**Exercise prompt**:
Transcribe the lines without alteration, from the first line through the line containing "xmin=445 ymin=350 xmax=501 ymax=428", including both. Leave the pictures out of your answer.

-- start Material shown --

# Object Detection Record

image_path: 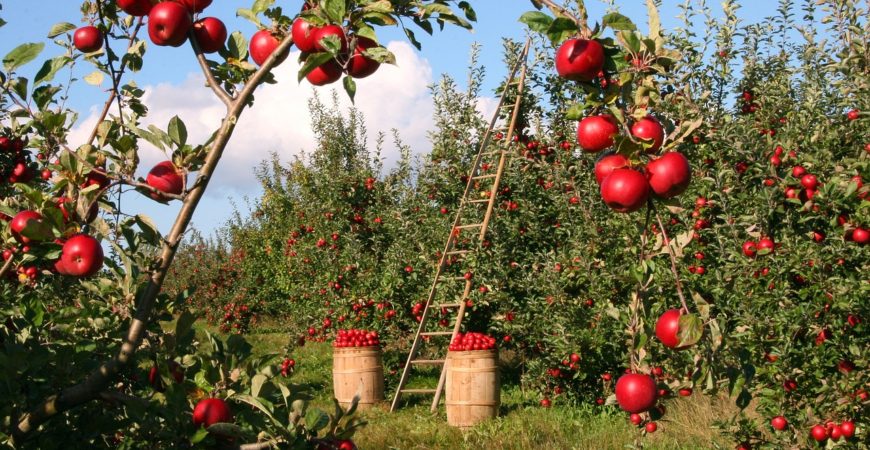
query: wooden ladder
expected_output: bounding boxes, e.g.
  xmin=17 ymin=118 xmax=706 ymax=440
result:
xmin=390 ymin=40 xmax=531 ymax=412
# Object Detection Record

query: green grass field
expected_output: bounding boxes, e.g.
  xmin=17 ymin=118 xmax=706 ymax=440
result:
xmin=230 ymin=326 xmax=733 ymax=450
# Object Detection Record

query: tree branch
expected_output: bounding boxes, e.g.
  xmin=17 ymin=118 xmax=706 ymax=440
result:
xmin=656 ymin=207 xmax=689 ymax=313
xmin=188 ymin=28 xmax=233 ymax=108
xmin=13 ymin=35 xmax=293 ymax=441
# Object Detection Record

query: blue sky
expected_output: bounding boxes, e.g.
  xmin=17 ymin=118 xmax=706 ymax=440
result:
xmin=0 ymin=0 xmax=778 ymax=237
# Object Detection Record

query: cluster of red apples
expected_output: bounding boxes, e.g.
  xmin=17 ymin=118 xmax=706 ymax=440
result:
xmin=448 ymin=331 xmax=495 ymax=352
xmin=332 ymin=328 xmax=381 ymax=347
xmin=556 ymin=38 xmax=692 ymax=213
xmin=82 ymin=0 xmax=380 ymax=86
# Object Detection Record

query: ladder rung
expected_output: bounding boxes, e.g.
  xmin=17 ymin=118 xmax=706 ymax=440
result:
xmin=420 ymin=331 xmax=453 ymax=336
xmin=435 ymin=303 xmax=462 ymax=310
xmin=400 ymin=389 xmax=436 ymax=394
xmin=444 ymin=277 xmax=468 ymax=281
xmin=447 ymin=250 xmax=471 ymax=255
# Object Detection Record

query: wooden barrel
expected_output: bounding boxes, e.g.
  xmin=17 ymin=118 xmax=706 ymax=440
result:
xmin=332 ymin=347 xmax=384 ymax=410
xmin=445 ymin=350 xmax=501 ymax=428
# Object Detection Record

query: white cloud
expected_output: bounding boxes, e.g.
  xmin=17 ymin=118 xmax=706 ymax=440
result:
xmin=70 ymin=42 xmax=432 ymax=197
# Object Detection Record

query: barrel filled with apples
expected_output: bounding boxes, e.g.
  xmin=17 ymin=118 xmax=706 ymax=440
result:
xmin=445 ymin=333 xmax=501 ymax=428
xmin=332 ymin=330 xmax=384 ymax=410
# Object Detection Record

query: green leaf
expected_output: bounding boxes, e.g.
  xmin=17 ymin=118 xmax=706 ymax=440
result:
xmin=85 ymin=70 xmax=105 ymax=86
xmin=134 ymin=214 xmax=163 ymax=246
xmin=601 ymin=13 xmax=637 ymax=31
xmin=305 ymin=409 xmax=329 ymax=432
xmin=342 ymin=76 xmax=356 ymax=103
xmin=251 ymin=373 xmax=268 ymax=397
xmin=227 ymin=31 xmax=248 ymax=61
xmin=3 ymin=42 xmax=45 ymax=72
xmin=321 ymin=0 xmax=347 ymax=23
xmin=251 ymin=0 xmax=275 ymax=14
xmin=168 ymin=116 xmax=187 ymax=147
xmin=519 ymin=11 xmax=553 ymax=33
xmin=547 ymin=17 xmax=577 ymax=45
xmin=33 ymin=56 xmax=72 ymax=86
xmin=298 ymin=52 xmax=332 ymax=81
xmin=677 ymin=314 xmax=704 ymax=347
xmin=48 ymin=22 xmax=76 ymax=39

-- end Material shown --

**Final result**:
# Object Detection Record

image_path: 
query: wooden ladder
expected_output: bounding boxes, e.g.
  xmin=17 ymin=118 xmax=706 ymax=440
result:
xmin=390 ymin=40 xmax=531 ymax=412
# Object Detection Record

query: green grass field
expected_output: bounding boxes, e.g.
  xmin=17 ymin=118 xmax=706 ymax=440
result:
xmin=230 ymin=326 xmax=733 ymax=450
# Object Detection Record

query: tree branch
expected_output: bounding boxes, e.g.
  xmin=17 ymin=118 xmax=706 ymax=440
result:
xmin=656 ymin=207 xmax=689 ymax=313
xmin=188 ymin=28 xmax=233 ymax=108
xmin=13 ymin=35 xmax=293 ymax=441
# Object Detection Record

query: blue sky
expected_output: bounding boxes, e.g.
  xmin=17 ymin=118 xmax=706 ymax=440
result:
xmin=0 ymin=0 xmax=778 ymax=237
# Object Detection Record

query: cluster of red apples
expected_output: bounding boxes, e.g.
  xmin=17 ymin=118 xmax=706 ymax=440
result:
xmin=448 ymin=331 xmax=495 ymax=352
xmin=332 ymin=328 xmax=381 ymax=347
xmin=556 ymin=38 xmax=692 ymax=213
xmin=82 ymin=0 xmax=380 ymax=86
# Object Detection Record

query: ladder rung
expected_output: bounding boxes, e.g.
  xmin=17 ymin=118 xmax=706 ymax=440
result:
xmin=420 ymin=331 xmax=453 ymax=336
xmin=435 ymin=303 xmax=462 ymax=310
xmin=400 ymin=389 xmax=436 ymax=394
xmin=444 ymin=277 xmax=468 ymax=281
xmin=447 ymin=250 xmax=471 ymax=255
# Object Detection Record

query: wooden barrel
expected_output: bounding boxes, e.g.
  xmin=17 ymin=118 xmax=706 ymax=440
result:
xmin=332 ymin=347 xmax=384 ymax=410
xmin=445 ymin=350 xmax=501 ymax=428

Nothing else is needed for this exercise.